This Is CDR is an ongoing series of online events to explore the range of carbon dioxide removal solutions that are currently in development. This week, we talk to Dr. Kevin Kung about Takachar, the biochar-based, Earthshot-prize-winning carbon-removal company he cofounded.
As regular This Is CDR viewers will know, a lot of existing emissions come from excess biomass. Every season, plants capture gigatons of carbon dioxide from the atmosphere. But a lot of that goes right back into the atmosphere as those plants rot or are burned.
Waste biomass can be made into fuels, chemicals, and fertilizers. But the current economics of doing that aren’t great because most large-scale biomass-processing tech is centralized. That means residues have to be collected and transported, which is difficult and expensive. If you’re in a rural place with a lot of biomass (say, a corn field after the harvest), you don’t have a lot of options for converting that biomass to money, so you’re most likely just going to burn it.
This is where Takachar comes in. They’re working on small portable processors that can hook onto the back of tractors and convert different types of waste biomass into higher-value products. This both creates new value for farmers and prevents CO2 from being reemitted into the atmosphere.

■ Material for this task
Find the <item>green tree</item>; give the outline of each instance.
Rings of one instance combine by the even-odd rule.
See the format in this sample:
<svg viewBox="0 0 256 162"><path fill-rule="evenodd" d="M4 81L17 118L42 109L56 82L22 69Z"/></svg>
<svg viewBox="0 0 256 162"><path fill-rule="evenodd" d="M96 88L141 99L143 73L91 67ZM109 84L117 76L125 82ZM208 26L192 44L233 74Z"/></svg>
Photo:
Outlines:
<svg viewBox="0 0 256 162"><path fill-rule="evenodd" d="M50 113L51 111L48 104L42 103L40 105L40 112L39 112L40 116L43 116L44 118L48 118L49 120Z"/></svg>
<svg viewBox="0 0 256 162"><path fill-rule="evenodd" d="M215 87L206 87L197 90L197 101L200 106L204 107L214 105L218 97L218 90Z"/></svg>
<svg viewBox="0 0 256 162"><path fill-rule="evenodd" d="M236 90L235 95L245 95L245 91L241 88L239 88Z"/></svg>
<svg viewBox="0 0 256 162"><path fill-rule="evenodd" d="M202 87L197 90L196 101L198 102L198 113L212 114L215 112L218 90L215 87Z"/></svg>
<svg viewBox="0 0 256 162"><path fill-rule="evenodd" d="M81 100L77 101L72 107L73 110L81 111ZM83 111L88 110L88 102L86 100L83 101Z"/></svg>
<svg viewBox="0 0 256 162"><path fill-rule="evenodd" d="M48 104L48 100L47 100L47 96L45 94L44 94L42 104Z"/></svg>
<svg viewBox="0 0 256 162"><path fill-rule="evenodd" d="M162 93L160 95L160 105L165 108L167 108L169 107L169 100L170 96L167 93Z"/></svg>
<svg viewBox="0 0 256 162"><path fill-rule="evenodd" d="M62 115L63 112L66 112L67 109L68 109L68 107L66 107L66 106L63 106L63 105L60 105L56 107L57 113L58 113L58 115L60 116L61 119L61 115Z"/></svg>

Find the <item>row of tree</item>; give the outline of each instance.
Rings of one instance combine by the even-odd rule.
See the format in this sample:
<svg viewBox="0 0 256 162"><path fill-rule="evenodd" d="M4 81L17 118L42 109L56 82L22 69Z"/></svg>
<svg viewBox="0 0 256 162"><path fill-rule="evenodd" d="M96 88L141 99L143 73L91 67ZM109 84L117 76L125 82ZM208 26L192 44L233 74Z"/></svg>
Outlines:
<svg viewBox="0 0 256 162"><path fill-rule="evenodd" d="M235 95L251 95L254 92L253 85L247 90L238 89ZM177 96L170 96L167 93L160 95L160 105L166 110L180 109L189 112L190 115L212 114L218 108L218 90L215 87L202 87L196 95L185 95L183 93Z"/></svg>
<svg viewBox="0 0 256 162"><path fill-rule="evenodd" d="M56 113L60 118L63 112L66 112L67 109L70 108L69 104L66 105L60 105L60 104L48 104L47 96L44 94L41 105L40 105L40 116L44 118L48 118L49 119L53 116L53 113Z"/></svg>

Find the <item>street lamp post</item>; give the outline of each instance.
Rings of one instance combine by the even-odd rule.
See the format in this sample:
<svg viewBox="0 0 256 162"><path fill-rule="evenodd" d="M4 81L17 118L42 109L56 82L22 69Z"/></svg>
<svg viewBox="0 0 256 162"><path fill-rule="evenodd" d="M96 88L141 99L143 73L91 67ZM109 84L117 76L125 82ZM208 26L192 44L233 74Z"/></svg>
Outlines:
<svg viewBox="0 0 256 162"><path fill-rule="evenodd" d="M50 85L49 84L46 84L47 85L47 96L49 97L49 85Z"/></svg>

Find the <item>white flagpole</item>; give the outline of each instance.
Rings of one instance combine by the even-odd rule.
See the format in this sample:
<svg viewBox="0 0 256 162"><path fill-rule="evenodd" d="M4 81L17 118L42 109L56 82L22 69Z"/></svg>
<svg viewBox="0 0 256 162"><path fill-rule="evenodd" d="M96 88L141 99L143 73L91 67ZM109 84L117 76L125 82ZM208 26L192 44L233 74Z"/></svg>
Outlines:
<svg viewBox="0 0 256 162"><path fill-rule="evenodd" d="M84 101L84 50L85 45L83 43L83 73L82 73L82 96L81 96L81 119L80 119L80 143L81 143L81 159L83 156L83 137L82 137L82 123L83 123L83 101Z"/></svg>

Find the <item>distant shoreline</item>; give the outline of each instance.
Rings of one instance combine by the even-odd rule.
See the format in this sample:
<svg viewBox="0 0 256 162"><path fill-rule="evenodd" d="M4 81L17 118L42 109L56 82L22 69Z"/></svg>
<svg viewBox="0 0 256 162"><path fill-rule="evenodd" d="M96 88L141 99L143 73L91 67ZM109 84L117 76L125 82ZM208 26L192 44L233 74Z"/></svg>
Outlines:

■ Problems
[a] Reproduce the records from their first line through the line containing "93L160 95L160 105L165", swapping "green tree" for "palm tree" and leaving everything else untouched.
[b] Continue the passage about Takachar and carbon dioxide removal from the point where it stops.

■ Task results
[a]
Find the <item>palm tree</item>; give the outline of each instance.
Rings of one instance combine by the even-odd rule.
See the format in this sample:
<svg viewBox="0 0 256 162"><path fill-rule="evenodd" d="M4 81L17 118L42 109L56 82L22 69Z"/></svg>
<svg viewBox="0 0 256 162"><path fill-rule="evenodd" d="M96 88L141 99L143 73L91 67ZM109 84L117 76L125 82ZM208 26L192 44L233 74Z"/></svg>
Photo:
Outlines:
<svg viewBox="0 0 256 162"><path fill-rule="evenodd" d="M50 113L51 111L48 104L42 103L40 105L40 112L39 112L40 116L43 116L44 118L48 118L49 120Z"/></svg>
<svg viewBox="0 0 256 162"><path fill-rule="evenodd" d="M215 87L206 87L197 90L197 101L200 106L204 107L214 105L218 97L218 90Z"/></svg>
<svg viewBox="0 0 256 162"><path fill-rule="evenodd" d="M236 90L235 95L245 95L245 91L241 88L239 88Z"/></svg>
<svg viewBox="0 0 256 162"><path fill-rule="evenodd" d="M202 87L197 90L196 101L198 102L198 113L212 114L215 112L218 90L215 87Z"/></svg>
<svg viewBox="0 0 256 162"><path fill-rule="evenodd" d="M81 100L77 101L72 107L73 110L81 111ZM83 111L88 110L88 102L86 100L83 101Z"/></svg>
<svg viewBox="0 0 256 162"><path fill-rule="evenodd" d="M48 104L48 100L47 100L47 96L45 94L44 94L42 104Z"/></svg>
<svg viewBox="0 0 256 162"><path fill-rule="evenodd" d="M162 93L160 95L160 105L165 108L167 108L169 107L169 100L170 96L167 93Z"/></svg>

[b]
Takachar’s systems require no external fuel (they’re powered by the energy released by the biomass itself), and allow the user to customize the bioproducts they produce. They could even be set up to automatically customize their output based on feed materials, weather conditions, and market prices. And in lab tests, they’ve reduced the outputted carbon dioxide of removing the waste biomass by as much as 95 percent.
Who might benefit most immediately from this technology? Dr. Kung cites the example of Kenyan vegetable farmers who pay two to five times the international average for fertilizer imported from centralized plants. With locally produced, biomass-based fertilizer produced by Takachar, these farmers are able to increase their yields up to 27% with the same expenditures. Takachar’s revenue from this pilot program offsets the costs of producing the fertilizer, meaning that they’re achieving carbon removal at a negative price. So far they’ve worked with around 5000 farmers, and removed around 11,000 tons of CO2.
Having proved out their concept in Kenya, Takachar now looks to expand. You can learn more about what’s next for them, as well as the details of their technology and business plan, by watching Dr. Kung’s presentation. And be sure to check back next week for more This Is CDR! You can also catch up with the full series on our resources page.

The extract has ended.